> [Challenge]: Copy the rows below verbatim, starting with the line that contains "the camera body." and continuing through the final line of the rows, both ends included.

Rows from a box labeling dataset
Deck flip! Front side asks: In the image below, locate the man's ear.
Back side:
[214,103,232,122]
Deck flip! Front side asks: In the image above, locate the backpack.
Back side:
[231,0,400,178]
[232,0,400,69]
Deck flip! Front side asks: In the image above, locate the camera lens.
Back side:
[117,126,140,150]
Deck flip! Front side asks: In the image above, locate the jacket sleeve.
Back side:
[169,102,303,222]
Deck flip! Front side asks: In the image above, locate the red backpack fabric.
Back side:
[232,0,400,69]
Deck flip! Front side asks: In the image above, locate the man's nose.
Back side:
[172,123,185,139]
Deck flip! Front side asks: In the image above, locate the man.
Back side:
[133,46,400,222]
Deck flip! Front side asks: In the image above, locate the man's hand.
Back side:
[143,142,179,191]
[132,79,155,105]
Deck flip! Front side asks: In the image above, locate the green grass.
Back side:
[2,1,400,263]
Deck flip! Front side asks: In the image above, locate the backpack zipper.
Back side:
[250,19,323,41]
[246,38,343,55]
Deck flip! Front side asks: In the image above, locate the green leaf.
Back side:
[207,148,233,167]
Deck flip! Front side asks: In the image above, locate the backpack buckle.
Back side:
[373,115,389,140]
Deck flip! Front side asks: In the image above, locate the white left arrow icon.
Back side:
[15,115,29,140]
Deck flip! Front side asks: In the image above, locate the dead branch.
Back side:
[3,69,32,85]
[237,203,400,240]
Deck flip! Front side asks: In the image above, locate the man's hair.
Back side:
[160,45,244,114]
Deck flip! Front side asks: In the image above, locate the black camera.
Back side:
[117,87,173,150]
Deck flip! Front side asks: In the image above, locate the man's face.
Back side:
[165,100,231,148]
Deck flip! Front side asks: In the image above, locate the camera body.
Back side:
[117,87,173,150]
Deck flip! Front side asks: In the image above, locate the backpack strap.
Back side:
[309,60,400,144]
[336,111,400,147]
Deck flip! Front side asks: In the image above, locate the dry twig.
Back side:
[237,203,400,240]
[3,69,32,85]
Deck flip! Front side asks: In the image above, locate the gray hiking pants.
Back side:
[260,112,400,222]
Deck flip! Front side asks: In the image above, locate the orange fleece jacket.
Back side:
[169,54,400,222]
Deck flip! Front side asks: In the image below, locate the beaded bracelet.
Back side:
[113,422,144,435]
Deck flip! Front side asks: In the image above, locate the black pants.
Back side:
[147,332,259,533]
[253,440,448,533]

> [Solution below]:
Deck flip! Front side asks: In the image above, locate the camera body.
Back side:
[117,87,173,150]
Deck flip! Front side asks: In the image above, locate the backpack strap.
Back side:
[309,60,400,144]
[336,111,400,147]
Deck flip! Front side asks: In the image above, locate the dry twig.
Back side:
[237,203,400,240]
[3,69,32,85]
Deck flip! Front side asks: In the image above, locate the gray hiking pants.
Back side:
[260,112,400,222]
Deck flip! Front side asks: In the image above, locate the orange fleece jacket.
Back side:
[169,54,400,222]
Deck flip! Front side asks: In the image below, locate the beaded bracelet.
Back side:
[113,422,144,435]
Deck flip! Front side asks: In the image above, locate the black pants.
Back side:
[147,332,259,533]
[253,440,448,533]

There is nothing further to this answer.